RECORDS SHOWN ->
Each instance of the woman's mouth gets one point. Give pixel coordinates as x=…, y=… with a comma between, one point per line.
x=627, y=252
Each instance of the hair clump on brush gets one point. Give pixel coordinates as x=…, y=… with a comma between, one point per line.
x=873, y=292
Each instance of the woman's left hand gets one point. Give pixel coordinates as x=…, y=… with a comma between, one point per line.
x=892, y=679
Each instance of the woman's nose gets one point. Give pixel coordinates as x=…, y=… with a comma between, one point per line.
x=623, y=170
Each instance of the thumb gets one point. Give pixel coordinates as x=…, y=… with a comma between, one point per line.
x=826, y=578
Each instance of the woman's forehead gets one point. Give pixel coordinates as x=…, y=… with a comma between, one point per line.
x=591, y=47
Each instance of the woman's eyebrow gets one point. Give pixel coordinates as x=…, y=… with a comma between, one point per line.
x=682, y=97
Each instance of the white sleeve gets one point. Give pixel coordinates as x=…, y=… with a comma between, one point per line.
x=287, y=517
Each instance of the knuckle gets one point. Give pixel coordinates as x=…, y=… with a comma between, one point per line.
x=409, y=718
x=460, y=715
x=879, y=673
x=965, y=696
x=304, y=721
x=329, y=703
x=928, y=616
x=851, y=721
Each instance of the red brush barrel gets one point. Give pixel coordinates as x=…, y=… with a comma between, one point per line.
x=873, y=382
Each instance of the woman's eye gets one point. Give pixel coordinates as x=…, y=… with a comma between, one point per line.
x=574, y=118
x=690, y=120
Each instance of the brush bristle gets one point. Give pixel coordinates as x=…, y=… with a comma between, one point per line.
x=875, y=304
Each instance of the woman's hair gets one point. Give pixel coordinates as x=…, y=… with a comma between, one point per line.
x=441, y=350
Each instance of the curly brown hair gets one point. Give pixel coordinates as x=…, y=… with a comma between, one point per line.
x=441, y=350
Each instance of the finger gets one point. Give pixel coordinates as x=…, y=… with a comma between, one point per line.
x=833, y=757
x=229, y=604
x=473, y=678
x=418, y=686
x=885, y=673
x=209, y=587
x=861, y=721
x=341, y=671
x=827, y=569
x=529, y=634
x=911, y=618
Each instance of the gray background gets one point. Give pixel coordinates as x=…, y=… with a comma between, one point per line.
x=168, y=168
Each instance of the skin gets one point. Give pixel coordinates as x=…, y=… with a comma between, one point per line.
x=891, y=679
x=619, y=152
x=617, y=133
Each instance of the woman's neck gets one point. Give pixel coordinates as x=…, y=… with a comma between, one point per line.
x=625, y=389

TASK DIRECTIONS -> The reply should consist of the full listing, copied exactly.

RESPONSE AREA ->
Each instance of the woman's mouth gets one point. Give pixel coordinates as x=…, y=… with a comma between, one point per line.
x=627, y=252
Each instance of the hair clump on brush gets one point. Give pixel coordinates as x=…, y=… with a comma between, one point per line.
x=873, y=292
Each instance of the woman's left hand gets one point. Give pixel coordinates as x=…, y=… with a comma between, one point per line.
x=892, y=679
Each instance of the woman's nose gets one point. Give pixel coordinates as x=…, y=… with a comma between, one point per line.
x=623, y=170
Each instance of the thumb gets one point. Give pixel coordinates as x=…, y=… with a comma between, one point per line.
x=826, y=578
Each instance of the woman's forehead gets one point. Give pixel coordinates as x=…, y=… with a comma between, one point per line.
x=591, y=47
Each instance of the woman's eyebrow gets one point. Give pixel coordinates as x=…, y=… with a comma between, one point per line.
x=682, y=97
Each instance of the white sleeve gets one point. Give pixel coordinates as x=…, y=… with a comma between, one point per line.
x=287, y=517
Each instance of the knuckle gets one point. Give pixel coordinates as x=…, y=… with a comma between, one point per line.
x=409, y=718
x=460, y=715
x=879, y=673
x=965, y=696
x=304, y=721
x=329, y=703
x=928, y=616
x=851, y=721
Each instance of the red brush barrel gets one point. Give pixel coordinates as x=…, y=… with a comma between, one point per line.
x=873, y=382
Each instance of the woman's eye gets one point. Give pixel coordinates as x=…, y=… with a comma between, one point per line.
x=574, y=118
x=690, y=120
Each instance of the brush bristle gets one point. Give pixel coordinates as x=…, y=… with a comma between, one point per line.
x=875, y=304
Each instance of the woman's hair gets one point. Give pixel coordinates as x=…, y=… with a comma between, one point per line.
x=441, y=350
Each instance of the curly brown hair gets one point. Give pixel coordinates as x=…, y=… with a comma between, one point per line.
x=441, y=350
Each instance of the finger gets one point. Give pixel coordinates as x=…, y=… with a comma between, one point per line.
x=833, y=757
x=229, y=604
x=473, y=678
x=418, y=686
x=885, y=673
x=209, y=587
x=861, y=721
x=341, y=671
x=827, y=569
x=529, y=634
x=911, y=618
Each instance of the gray background gets one point. Give pixel coordinates as x=…, y=… with a comma between, one point per line.
x=168, y=168
Each instance of the skin gets one point. Give pixel coordinates as x=…, y=… with a comma between, one point per line.
x=891, y=679
x=619, y=152
x=617, y=133
Each instance of the woman's neck gets one point. Give pixel coordinates as x=…, y=… with a comma between, one point per line.
x=625, y=389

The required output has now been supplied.